Pour être Evita ©
- Première Partie
Buenos Aires, 26 juillet 1952. L'Argentine est plongée dans le silence, pendant que le pays tout entier écoute le communiqué officiel du Sous Secrétariat à l'Information :" Il est de notre triste devoir d'informer le peuple de la République de la mort d'Eva Peron, Guide Spirituelle de la Nation, aujourd'hui à 20 h 25 ."
De ce silence initial jaillit le bruit des sanglots et celui des bouchons des bouteilles de Champagne qu'on ouvrait. Ces bruits étaient l'image même de l'amour et de la haine qu'Evita inspirait. Le bruit des sanglots descendit dans la rue et prit la forme de files interminables que le monde entier put voir aux funérailles d'Evita le 11 août. On sabla le Champagne en privé.
Tous les argentins savaient qui était Evita Peron; certains, cependant, basaient cette connaissance sur leurs sentiments tandis que d'autres dépendaient de l'interprétation rationnelle de faits . La réalité tangible commença à prendre la forme d'un mythe et ceux d'entre nous qui n'avaient pas partagé chronologiquement l'espace temporel d'Evita mais désiraient la connaître s'aperçurent que, pendant des années, leurs efforts en ce sens furent paralysés par le silence. "Nous n'en parlons pas" n'est pas seulement le titre d'un film argentin mais aussi un poteau indicateur de notre histoire.
Les oeuvres qui ont été publiées, les films qui ont été tournés, les voix qui encore maintenant se lèvent pour louer ou pour condamner, confirment qu'Eva Peron a transcendé à la fois le temps et le mythe.
Si la vie est une suite de choix et si nous continuons à évoluer jusqu'à l'heure de notre mort, alors,le 26 juillet 1952, Evita, l'enfant née 33 ans plus tôt dans une ville d'Argentine, avait achevé son voyage; elle était devenue pour toujours Evita.
Los
Toldos
Son histoire commença le 7 mai 1919, à Los Toldos, Province de Buenos Aires, lorsque Juana Ibaguren lui donna le jour. Ses parents avaient déjà quatre enfants : Elisa , Blanca , Juan et Erminda. Son père, Juan Duarte, était arrivé à Los Toldos au début du siècle et avait affermé la propriété agricole de La Unión dans le but de la faire prospérer.Tout le monde savait que la terre de la région était bonne pour l'élevage et l'agriculture. Juan Duarte appartenait à une famille influente à Chivilcoy où il avait déjà eu plusieurs enfants avec Adela D'Huart.
Prospère et prestigieux aux yeux des conservateurs de la région, gérant d'une très grande ferme et chef confirmé de son parti lors des luttes politiques de l'époque, Juan Duarte fut nommé Juge de Paix suppléant en 1909.
Mais 1919 ne fut pas une période favorable aux conservateurs. Après de longues années de lutte, révolutionnaire au début et abstentionniste par la suite, assuré de la victoire aux urnes grâce à la loi Saenz Peña après des années de fraude électorale, le Parti Radical gagna les élections et prit le pouvoir.

========================================

## TRAVAIL À FAIRE:
1 - D'après le texte sur Eva Peron, pourquoi l'année 1919 ne fut-elle pas une période favorable aux conservateurs ? Réponds en une à trois phrases.
2 - Filtre la liste en ne gardant que les lignes où figure le mot "wooden", et recopie-les.
Le texte et la liste n'ont aucun lien entre eux.

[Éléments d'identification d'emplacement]
========================================

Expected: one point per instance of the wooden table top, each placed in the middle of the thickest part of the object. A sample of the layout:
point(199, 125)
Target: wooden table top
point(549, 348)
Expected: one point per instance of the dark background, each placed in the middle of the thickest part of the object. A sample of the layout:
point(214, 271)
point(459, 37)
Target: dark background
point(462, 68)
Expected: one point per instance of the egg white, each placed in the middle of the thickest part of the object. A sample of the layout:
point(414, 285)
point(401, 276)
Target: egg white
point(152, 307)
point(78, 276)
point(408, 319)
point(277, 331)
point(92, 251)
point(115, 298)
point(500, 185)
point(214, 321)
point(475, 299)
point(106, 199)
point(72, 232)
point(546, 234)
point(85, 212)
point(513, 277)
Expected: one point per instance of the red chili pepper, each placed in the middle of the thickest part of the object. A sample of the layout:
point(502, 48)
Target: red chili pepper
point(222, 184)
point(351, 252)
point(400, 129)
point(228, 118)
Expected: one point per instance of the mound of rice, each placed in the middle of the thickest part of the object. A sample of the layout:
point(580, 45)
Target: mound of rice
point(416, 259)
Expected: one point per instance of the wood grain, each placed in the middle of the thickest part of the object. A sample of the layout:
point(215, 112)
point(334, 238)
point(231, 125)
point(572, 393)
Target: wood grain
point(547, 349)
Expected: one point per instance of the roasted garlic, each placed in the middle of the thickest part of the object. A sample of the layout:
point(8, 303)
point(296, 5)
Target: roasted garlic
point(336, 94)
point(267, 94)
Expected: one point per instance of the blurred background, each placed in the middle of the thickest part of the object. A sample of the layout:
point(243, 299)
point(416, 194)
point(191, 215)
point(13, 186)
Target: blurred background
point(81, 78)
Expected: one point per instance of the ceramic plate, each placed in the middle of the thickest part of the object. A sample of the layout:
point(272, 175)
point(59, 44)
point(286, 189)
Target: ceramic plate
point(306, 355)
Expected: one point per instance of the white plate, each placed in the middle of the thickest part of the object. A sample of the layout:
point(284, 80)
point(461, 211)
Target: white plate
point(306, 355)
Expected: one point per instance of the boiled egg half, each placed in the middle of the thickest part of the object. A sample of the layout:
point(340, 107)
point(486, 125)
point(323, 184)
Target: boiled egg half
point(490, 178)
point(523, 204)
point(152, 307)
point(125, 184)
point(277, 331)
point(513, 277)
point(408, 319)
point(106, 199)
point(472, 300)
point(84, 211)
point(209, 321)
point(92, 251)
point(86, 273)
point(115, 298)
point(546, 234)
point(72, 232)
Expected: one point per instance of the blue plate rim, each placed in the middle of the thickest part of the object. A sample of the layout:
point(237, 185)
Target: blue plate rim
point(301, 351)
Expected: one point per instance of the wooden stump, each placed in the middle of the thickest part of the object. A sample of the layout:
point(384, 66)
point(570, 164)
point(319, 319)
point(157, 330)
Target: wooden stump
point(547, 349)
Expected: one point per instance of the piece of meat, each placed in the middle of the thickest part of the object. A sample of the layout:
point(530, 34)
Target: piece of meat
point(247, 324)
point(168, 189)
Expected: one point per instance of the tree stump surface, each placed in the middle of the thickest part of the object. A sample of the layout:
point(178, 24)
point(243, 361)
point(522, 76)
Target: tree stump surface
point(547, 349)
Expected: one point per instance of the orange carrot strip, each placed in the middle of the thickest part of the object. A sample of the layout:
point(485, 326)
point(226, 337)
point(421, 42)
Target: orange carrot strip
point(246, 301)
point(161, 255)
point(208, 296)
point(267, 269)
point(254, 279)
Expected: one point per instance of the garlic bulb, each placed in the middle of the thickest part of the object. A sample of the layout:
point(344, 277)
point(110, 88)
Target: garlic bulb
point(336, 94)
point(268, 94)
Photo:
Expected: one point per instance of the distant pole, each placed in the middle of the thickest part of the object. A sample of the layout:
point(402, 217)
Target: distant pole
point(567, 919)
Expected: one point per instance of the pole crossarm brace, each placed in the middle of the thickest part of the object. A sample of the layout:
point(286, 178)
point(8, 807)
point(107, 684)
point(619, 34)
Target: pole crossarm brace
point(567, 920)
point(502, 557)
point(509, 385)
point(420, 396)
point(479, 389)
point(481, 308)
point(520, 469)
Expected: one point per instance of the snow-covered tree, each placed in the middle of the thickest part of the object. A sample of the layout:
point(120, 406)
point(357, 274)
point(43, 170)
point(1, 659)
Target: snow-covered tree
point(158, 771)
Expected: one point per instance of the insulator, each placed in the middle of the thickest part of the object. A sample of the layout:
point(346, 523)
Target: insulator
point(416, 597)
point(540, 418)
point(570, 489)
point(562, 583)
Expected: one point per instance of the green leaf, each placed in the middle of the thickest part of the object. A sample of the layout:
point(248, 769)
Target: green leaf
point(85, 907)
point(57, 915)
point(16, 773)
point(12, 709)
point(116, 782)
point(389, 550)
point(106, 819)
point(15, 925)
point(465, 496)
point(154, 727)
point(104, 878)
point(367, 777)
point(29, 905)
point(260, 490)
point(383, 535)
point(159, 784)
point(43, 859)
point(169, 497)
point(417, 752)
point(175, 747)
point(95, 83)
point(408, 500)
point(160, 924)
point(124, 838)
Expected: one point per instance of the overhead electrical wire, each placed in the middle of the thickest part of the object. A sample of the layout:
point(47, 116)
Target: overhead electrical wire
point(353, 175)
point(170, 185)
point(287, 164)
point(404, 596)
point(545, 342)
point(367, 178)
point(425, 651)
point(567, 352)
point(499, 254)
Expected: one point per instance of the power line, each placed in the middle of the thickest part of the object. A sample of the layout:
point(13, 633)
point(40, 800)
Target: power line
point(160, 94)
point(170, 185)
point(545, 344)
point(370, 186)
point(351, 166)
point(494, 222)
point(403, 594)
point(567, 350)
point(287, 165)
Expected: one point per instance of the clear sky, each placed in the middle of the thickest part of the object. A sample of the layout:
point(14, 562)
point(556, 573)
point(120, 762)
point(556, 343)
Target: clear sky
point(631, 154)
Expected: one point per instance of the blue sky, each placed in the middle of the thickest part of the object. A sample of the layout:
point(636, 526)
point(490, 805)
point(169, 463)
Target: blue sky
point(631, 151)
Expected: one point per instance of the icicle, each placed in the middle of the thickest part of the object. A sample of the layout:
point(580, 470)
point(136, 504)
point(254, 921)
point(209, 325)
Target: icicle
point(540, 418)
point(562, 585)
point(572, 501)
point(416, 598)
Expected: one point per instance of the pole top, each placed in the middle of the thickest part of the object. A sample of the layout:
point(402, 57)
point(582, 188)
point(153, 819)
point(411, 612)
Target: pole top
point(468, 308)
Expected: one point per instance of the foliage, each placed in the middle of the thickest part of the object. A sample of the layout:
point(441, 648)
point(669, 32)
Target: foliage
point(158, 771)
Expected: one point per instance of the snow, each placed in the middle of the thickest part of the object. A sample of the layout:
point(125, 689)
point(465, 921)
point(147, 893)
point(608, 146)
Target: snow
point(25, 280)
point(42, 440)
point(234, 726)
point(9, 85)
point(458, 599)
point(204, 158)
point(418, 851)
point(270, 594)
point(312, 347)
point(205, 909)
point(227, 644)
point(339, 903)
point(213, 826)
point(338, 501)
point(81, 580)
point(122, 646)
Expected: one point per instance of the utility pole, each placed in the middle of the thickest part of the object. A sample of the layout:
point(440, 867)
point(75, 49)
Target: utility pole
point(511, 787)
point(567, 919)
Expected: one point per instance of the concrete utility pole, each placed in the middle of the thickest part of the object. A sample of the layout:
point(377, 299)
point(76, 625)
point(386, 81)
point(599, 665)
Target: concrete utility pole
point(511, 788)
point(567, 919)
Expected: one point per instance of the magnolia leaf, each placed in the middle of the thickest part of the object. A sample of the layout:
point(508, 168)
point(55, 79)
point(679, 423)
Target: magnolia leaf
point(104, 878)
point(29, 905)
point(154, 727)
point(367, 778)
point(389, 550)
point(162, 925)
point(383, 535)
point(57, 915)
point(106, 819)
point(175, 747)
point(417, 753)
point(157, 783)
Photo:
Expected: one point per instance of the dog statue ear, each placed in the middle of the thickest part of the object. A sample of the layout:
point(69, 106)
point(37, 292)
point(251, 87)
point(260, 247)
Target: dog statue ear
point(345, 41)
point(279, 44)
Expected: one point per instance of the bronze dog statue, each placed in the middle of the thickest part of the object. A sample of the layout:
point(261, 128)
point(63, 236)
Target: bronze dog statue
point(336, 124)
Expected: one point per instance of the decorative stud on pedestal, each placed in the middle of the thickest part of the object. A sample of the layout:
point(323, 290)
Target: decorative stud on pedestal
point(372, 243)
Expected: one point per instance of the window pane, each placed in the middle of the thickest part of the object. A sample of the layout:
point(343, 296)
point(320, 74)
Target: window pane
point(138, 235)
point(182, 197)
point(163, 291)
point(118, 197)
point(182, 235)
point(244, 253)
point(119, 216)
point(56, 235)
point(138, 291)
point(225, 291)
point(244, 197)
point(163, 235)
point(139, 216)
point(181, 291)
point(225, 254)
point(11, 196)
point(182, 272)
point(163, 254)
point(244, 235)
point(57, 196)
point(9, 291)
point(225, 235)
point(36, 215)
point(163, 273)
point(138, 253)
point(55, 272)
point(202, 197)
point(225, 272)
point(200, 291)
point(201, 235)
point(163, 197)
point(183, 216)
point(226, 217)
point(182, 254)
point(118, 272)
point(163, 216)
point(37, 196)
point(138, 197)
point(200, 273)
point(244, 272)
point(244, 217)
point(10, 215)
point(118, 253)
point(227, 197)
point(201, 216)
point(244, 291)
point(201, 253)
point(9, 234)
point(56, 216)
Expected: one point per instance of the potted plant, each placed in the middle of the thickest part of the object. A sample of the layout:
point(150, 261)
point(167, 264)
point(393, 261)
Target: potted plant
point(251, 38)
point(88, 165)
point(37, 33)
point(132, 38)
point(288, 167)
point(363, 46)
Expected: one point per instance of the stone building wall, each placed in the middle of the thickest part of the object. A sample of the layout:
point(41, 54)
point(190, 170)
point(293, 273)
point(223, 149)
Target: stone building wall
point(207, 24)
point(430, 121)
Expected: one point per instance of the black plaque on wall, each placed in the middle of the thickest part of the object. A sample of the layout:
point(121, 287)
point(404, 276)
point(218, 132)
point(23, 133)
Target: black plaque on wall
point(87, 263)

========================================

## RÉSULTATS DE L'EXERCICE:
1 - Parce que le Parti Radical gagna les élections et prit le pouvoir, après de longues années de lutte, d'abord révolutionnaire puis abstentionniste. La loi Saenz Peña lui avait assuré la victoire aux urnes après des années de fraude électorale.

2 -
Expected: one point per instance of the wooden table top, each placed in the middle of the thickest part of the object. A sample of the layout:
Target: wooden table top
Expected: one point per instance of the wooden stump, each placed in the middle of the thickest part of the object. A sample of the layout:
Target: wooden stump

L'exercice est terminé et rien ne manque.